====== Entries shown

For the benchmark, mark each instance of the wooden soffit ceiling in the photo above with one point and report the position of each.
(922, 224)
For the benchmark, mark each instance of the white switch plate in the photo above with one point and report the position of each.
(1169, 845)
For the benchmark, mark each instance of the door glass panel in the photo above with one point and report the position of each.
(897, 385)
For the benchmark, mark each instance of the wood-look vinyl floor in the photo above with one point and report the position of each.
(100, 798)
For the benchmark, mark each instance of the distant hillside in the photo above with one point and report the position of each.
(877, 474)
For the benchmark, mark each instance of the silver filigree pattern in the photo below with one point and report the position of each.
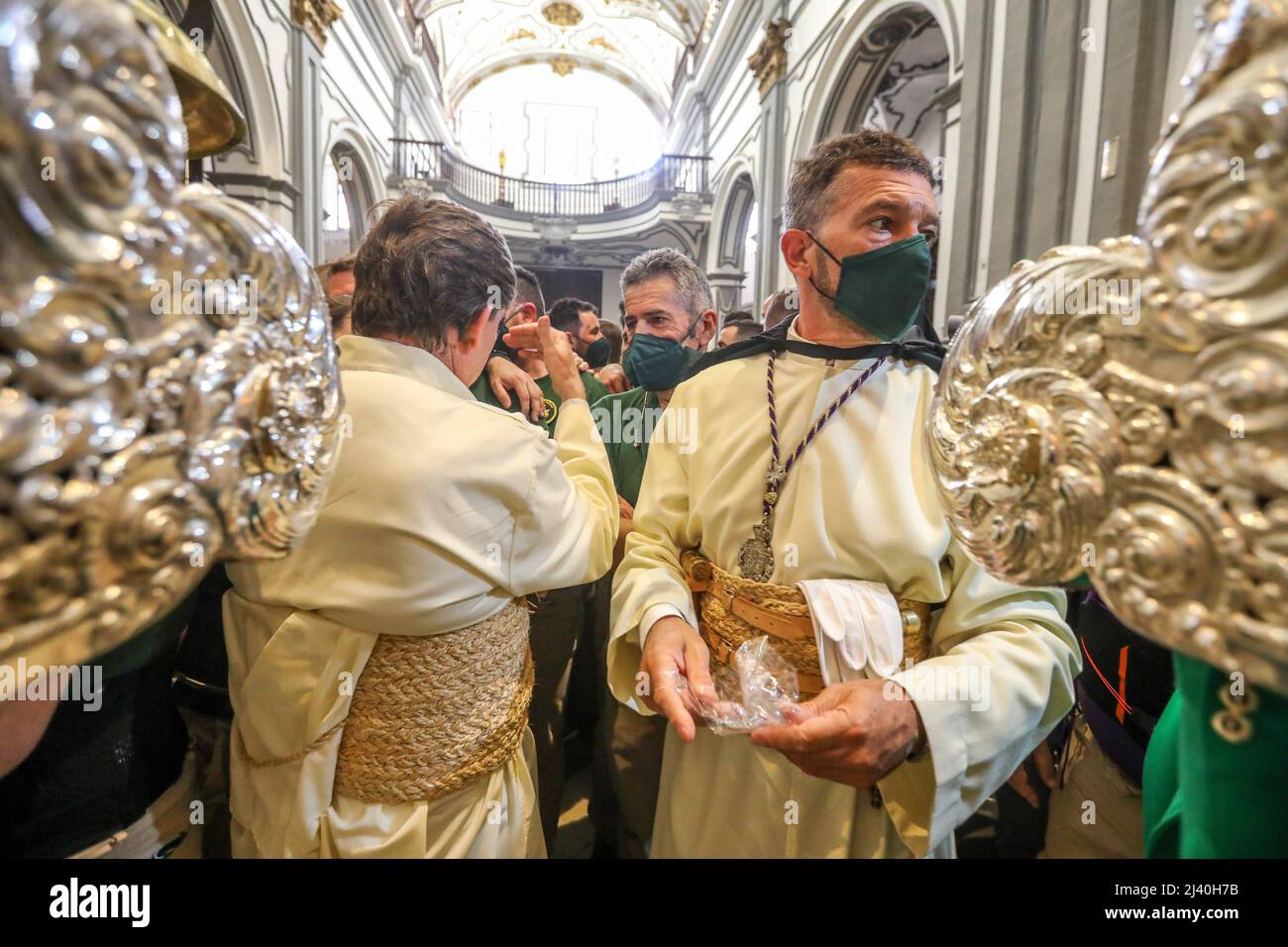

============

Task to carry out: Present the entries as a Markdown table with the columns Row and Line, starting at the line that contains "For the benchmark, mark each instance of the distant" and ending at the end of the entries. Give one row per line, skip blank lines, and leave the pictures out.

Solution below:
| Row | Line |
|---|---|
| 1 | For the benchmark, mark each instance of the distant hillside in the photo above with one point and report the position of each. |
| 2 | (877, 474) |
| 3 | For the benchmark, mark each instance of the silver filigree pattern in the photo below with one point and report the position of each. |